» EXERCISE DETAILS:
Extract the lines below and reproduce them verbatim, omitting the pictures from your answer.

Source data
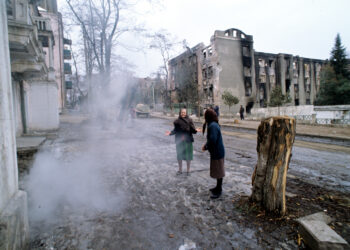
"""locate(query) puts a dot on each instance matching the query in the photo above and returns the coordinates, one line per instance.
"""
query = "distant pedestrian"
(216, 109)
(183, 131)
(241, 112)
(216, 148)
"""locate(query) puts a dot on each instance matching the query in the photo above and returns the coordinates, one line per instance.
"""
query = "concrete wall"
(58, 62)
(16, 99)
(289, 111)
(230, 58)
(337, 114)
(42, 106)
(13, 203)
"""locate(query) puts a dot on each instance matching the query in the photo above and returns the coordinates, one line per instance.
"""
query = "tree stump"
(274, 147)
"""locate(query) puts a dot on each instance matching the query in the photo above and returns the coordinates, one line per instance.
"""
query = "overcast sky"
(300, 27)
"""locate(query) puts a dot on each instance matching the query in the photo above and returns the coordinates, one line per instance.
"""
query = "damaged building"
(231, 63)
(36, 40)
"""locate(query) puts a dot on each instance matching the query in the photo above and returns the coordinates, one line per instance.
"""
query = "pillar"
(282, 73)
(312, 83)
(301, 82)
(13, 203)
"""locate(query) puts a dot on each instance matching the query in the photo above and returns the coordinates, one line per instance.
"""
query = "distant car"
(142, 110)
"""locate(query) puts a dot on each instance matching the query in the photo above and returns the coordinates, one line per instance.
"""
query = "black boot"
(216, 192)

» SOLVED EXERCISE:
"""locate(query) puts a dot on each instance matching the query in the photo above and returns the coordinates, one line per instance.
"""
query = "distant pedestrian"
(216, 109)
(183, 131)
(241, 112)
(216, 148)
"""locate(query) puts a dot on each instance matching the query in the photo above and returns the coordinates, one line per instance.
"""
query = "concrete wall"
(58, 62)
(16, 99)
(289, 111)
(230, 58)
(337, 114)
(42, 106)
(13, 203)
"""locate(query) puts a dot on each instance matching the query in the photo above and returns the coordinates, one line per instance.
"""
query = "tree stump"
(274, 147)
"""locate(query) puts a dot on each instance matching the query in the photo above and returns the coordinates, one line per instance.
"""
query = "overcast sky"
(300, 27)
"""locate(query) puts a dot on each instance matching the query in the photo above and returns the coordinates, one line per instance.
"""
query = "damaged building"
(231, 63)
(36, 40)
"""locate(query) puts a dot on each instance matching the query in the photo above and returns the coordinates, one line per instance.
"""
query = "pillar"
(282, 73)
(312, 83)
(301, 82)
(13, 203)
"""locate(query) puts a dot on each instance matching the query in the photo above and returns the coordinates, one line per instance.
"""
query = "distant car"
(142, 110)
"""locate(query) puts a dot on each instance matching the query in the photo above and returns the coordinates, one line per instance.
"""
query = "black boot"
(216, 192)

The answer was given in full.